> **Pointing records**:
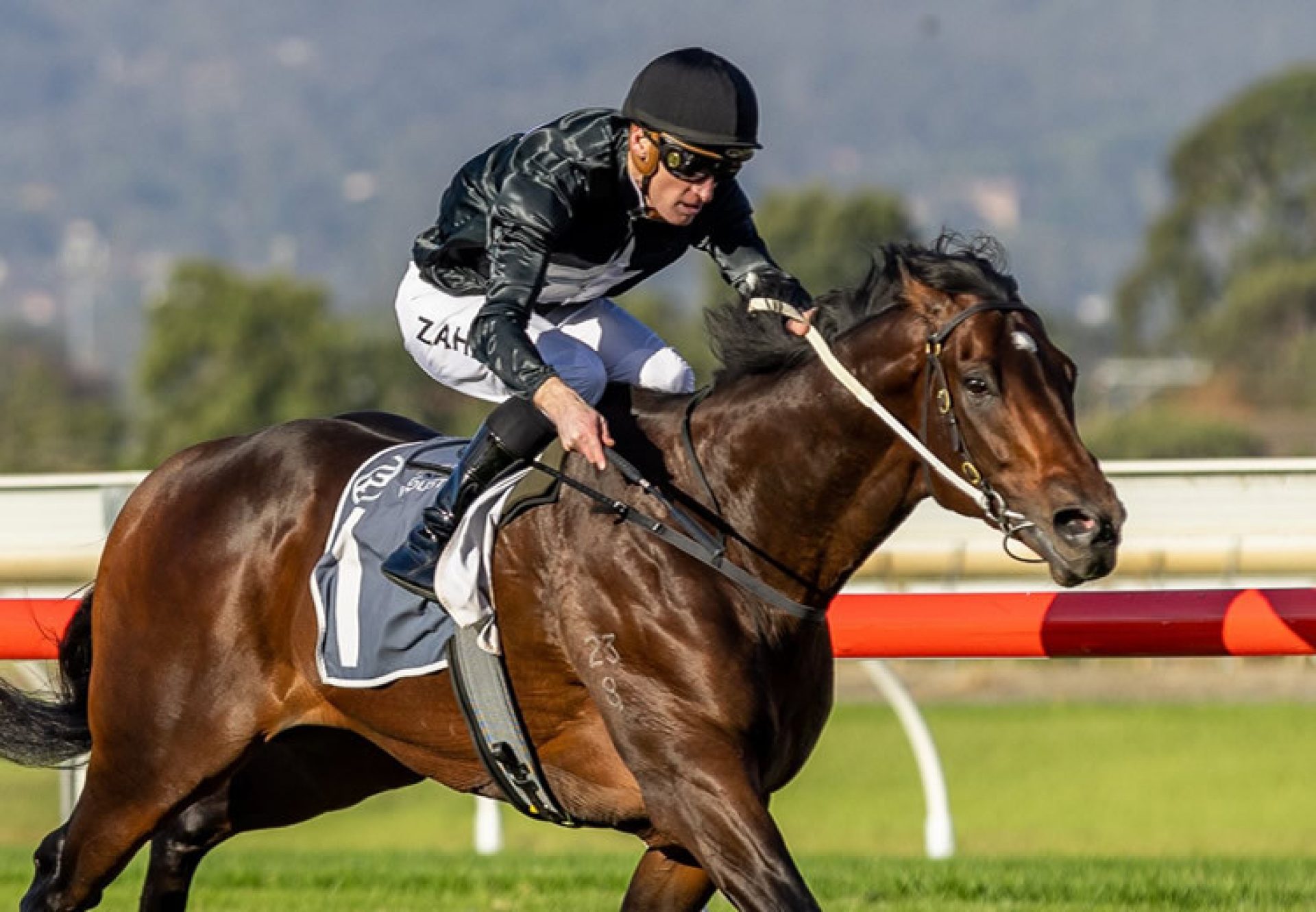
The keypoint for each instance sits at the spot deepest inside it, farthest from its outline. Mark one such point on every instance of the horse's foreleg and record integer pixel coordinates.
(708, 806)
(666, 882)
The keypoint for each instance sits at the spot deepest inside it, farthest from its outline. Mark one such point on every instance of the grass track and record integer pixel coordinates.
(407, 882)
(1057, 807)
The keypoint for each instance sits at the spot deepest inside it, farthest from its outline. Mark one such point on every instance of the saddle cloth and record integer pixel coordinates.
(373, 632)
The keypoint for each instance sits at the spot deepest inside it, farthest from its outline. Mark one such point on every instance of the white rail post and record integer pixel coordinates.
(938, 832)
(489, 827)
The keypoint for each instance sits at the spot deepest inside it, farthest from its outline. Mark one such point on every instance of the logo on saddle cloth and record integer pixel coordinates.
(373, 484)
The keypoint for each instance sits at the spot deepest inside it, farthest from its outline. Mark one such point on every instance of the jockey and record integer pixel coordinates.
(507, 297)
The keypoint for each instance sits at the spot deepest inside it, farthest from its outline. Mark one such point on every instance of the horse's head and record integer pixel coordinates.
(997, 406)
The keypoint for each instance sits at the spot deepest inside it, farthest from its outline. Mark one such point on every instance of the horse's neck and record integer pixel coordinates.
(806, 476)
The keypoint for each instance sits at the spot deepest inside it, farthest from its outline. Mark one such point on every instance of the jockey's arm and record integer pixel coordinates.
(745, 265)
(524, 223)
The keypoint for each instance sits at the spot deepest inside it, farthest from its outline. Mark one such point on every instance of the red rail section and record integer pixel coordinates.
(1119, 623)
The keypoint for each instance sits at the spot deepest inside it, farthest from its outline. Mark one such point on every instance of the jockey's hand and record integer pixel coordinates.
(802, 327)
(581, 428)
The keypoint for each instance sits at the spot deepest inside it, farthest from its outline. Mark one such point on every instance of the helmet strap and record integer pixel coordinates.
(646, 166)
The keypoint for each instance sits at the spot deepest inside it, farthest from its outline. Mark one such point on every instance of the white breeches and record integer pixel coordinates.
(589, 345)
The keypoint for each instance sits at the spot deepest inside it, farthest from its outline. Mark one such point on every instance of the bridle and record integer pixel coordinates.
(969, 480)
(711, 549)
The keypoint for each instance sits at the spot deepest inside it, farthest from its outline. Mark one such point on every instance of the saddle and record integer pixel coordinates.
(373, 632)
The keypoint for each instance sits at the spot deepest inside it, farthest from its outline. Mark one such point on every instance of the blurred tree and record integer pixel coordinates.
(1243, 198)
(1264, 333)
(228, 354)
(54, 419)
(1170, 432)
(824, 237)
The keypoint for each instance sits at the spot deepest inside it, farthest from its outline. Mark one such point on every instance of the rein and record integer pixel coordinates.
(695, 543)
(971, 480)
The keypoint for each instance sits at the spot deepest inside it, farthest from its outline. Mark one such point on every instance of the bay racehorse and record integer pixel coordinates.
(193, 680)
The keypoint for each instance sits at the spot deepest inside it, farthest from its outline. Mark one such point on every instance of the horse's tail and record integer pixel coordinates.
(48, 732)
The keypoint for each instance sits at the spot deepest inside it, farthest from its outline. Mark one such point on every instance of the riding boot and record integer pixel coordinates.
(513, 431)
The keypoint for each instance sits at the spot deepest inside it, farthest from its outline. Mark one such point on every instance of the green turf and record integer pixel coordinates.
(406, 882)
(1151, 785)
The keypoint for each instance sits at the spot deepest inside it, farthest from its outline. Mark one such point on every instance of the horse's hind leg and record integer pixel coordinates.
(299, 776)
(668, 880)
(124, 800)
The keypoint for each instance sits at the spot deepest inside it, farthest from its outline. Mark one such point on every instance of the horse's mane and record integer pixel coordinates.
(757, 344)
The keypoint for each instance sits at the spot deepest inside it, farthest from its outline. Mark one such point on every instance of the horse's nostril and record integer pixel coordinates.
(1080, 527)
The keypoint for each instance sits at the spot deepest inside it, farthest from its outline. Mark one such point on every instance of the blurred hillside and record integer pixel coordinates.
(317, 136)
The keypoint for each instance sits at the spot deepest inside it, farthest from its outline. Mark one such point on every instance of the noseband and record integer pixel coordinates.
(971, 484)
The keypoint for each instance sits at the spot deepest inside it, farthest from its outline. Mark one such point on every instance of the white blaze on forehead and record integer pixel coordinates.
(1023, 341)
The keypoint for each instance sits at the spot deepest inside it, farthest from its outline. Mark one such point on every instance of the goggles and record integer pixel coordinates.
(691, 164)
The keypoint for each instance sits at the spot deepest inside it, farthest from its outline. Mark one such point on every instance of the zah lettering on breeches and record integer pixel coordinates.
(423, 482)
(603, 654)
(435, 333)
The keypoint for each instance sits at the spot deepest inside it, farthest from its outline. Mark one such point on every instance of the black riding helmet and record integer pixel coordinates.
(696, 97)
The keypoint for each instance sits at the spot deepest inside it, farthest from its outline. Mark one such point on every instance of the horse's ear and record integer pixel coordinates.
(919, 295)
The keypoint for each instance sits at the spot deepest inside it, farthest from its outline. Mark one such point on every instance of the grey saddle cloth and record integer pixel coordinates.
(373, 632)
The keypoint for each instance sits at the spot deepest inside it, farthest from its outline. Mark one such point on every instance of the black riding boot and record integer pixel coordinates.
(515, 431)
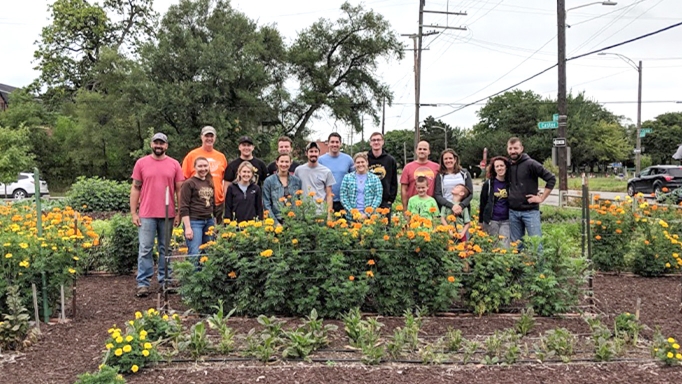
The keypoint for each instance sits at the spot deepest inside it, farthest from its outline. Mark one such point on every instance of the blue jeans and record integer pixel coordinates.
(199, 227)
(521, 222)
(152, 228)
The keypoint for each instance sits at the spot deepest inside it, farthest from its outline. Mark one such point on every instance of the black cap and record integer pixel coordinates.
(245, 139)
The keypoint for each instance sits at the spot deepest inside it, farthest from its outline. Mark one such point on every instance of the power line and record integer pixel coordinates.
(555, 65)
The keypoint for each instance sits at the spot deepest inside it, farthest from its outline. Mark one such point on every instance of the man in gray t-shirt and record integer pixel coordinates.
(316, 177)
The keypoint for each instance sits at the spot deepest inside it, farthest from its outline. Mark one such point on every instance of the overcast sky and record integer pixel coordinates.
(505, 42)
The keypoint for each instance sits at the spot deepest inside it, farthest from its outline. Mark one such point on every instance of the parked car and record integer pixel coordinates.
(655, 179)
(23, 187)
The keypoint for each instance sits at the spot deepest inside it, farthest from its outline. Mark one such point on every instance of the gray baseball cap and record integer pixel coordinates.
(159, 136)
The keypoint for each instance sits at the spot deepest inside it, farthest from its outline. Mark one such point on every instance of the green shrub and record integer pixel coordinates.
(95, 194)
(105, 375)
(120, 245)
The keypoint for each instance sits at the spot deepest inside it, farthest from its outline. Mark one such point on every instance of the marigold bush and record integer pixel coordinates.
(24, 256)
(334, 265)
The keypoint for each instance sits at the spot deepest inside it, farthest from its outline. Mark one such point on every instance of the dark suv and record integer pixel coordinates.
(655, 178)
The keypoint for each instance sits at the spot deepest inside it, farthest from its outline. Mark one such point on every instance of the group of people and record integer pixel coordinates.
(208, 190)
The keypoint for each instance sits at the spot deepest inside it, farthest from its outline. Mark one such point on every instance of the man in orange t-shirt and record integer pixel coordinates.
(217, 162)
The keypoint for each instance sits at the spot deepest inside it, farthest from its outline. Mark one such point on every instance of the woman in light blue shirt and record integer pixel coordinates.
(360, 189)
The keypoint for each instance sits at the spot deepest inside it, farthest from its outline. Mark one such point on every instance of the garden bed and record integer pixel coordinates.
(66, 350)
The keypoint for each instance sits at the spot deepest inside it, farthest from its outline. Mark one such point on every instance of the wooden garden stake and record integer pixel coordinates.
(62, 316)
(35, 305)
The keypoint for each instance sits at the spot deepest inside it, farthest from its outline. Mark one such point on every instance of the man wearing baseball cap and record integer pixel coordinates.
(217, 163)
(260, 170)
(152, 176)
(316, 178)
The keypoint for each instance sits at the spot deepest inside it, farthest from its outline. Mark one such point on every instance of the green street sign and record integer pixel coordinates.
(548, 125)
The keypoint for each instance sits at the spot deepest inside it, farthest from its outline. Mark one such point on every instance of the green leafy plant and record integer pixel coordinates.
(95, 194)
(453, 340)
(15, 331)
(526, 322)
(558, 342)
(105, 375)
(218, 321)
(627, 327)
(196, 341)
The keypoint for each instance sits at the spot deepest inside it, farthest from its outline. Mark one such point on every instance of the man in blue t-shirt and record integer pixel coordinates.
(339, 163)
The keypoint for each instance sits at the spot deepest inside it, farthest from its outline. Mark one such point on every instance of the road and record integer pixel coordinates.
(553, 198)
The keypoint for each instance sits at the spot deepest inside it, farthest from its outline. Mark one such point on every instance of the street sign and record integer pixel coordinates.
(644, 131)
(548, 125)
(559, 141)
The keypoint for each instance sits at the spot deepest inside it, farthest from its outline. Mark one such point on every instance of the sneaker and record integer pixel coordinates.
(142, 292)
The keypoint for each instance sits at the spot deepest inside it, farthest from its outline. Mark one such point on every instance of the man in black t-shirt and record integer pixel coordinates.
(284, 146)
(260, 170)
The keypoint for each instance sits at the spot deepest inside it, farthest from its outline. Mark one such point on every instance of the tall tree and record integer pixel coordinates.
(213, 65)
(334, 65)
(70, 46)
(665, 137)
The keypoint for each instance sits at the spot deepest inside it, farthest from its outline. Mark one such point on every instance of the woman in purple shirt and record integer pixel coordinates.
(494, 209)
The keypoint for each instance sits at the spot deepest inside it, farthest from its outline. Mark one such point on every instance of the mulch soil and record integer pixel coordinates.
(66, 350)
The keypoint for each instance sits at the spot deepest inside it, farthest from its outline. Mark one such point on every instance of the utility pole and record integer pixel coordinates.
(383, 117)
(561, 97)
(638, 151)
(417, 42)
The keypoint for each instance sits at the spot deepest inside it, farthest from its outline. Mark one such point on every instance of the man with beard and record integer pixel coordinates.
(524, 201)
(339, 163)
(260, 170)
(152, 176)
(284, 147)
(316, 178)
(385, 168)
(420, 167)
(217, 163)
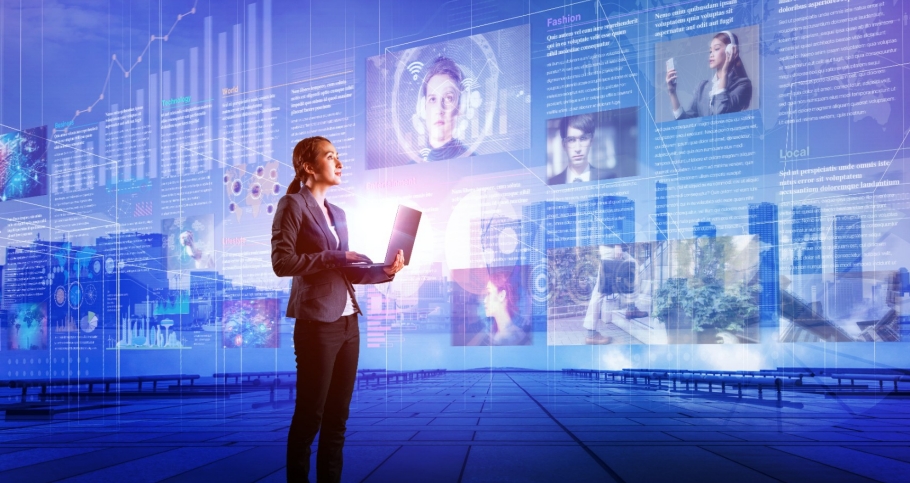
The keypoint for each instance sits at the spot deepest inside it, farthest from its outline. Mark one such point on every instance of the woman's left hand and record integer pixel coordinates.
(728, 62)
(397, 266)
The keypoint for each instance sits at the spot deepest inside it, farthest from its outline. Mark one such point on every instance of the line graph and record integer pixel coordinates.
(126, 72)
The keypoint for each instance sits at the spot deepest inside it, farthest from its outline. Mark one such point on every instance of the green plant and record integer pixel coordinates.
(673, 296)
(708, 303)
(714, 307)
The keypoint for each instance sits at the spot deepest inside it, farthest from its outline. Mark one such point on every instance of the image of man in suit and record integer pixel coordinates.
(577, 134)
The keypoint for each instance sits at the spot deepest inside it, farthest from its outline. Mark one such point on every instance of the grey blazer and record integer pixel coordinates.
(303, 247)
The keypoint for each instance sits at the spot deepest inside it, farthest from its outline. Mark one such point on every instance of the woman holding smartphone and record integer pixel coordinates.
(729, 90)
(310, 243)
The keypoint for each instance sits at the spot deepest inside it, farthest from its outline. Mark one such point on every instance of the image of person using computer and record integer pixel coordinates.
(606, 295)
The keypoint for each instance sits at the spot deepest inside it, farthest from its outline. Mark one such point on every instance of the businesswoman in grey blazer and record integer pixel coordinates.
(310, 243)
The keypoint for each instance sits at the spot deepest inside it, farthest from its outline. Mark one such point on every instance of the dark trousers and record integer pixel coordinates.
(327, 354)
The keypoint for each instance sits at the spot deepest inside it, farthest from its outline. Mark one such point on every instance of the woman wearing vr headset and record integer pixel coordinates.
(440, 107)
(729, 90)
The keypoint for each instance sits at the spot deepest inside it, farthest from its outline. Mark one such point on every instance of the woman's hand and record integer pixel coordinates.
(354, 257)
(727, 67)
(397, 266)
(671, 88)
(671, 81)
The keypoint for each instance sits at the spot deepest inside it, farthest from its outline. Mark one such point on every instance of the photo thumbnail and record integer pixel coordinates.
(592, 147)
(491, 306)
(693, 291)
(452, 99)
(707, 75)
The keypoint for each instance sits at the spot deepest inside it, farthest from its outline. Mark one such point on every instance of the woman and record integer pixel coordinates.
(310, 243)
(729, 90)
(501, 304)
(440, 99)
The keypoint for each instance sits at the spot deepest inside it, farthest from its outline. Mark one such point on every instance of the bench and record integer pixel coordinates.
(881, 378)
(91, 382)
(249, 375)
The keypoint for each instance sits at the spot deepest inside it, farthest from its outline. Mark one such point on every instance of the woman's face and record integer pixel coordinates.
(717, 54)
(326, 167)
(441, 109)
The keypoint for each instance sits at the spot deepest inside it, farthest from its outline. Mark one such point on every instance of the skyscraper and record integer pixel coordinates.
(848, 263)
(704, 228)
(763, 222)
(660, 211)
(606, 220)
(806, 241)
(545, 225)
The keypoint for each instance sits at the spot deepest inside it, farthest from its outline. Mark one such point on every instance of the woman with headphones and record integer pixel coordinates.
(440, 106)
(310, 243)
(729, 90)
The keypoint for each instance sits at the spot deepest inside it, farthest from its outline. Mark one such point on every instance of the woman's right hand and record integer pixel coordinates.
(671, 81)
(354, 257)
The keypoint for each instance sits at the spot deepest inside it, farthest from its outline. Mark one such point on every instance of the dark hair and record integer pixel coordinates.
(304, 152)
(442, 66)
(738, 70)
(583, 122)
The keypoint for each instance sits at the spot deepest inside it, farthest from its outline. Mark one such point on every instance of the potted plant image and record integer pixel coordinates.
(719, 314)
(673, 307)
(706, 312)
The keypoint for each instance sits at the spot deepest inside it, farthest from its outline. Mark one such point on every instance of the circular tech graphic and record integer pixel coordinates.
(539, 283)
(480, 91)
(90, 294)
(89, 322)
(75, 295)
(60, 296)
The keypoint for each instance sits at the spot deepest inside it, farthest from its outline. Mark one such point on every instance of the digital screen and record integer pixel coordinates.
(608, 183)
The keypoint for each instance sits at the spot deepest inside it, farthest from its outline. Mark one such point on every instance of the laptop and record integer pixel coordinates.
(404, 232)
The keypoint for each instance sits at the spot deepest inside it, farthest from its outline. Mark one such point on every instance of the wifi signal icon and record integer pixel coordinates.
(414, 68)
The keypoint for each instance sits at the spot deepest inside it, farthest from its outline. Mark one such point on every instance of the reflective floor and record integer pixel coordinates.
(492, 426)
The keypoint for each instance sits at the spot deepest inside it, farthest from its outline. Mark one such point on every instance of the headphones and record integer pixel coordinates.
(422, 103)
(421, 111)
(733, 42)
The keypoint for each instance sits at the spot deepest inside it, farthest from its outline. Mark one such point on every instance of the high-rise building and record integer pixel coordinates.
(763, 223)
(848, 263)
(806, 271)
(704, 228)
(545, 225)
(606, 220)
(660, 211)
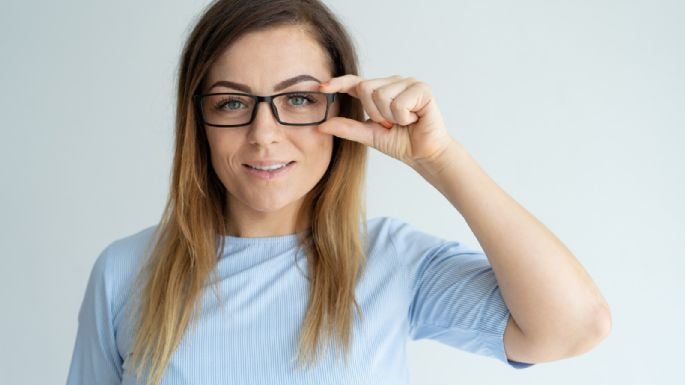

> **What is needed**: Could you copy out, word for word, the lines above starting at the one that contains "hillside and record integer pixel coordinates." and ending at the one that contains "(1023, 341)"?

> **Expected output**:
The keypoint for each instance sits at the spot deepest inside it, farthest from its outline. Mark one such point on every instance of the blurred hillside and record integer pixel coordinates.
(317, 136)
The keypoint for each instance sits at the spot deepest inside it, farthest from its outline. Mark one such point on every instance of the noseband and record integer pixel coordinates.
(971, 484)
The keypoint for each instance sits at the spot deepest inside it, farthest from its outline. Mark one such point on every instance of the white blaze on forehead and record integer pixel coordinates.
(1023, 341)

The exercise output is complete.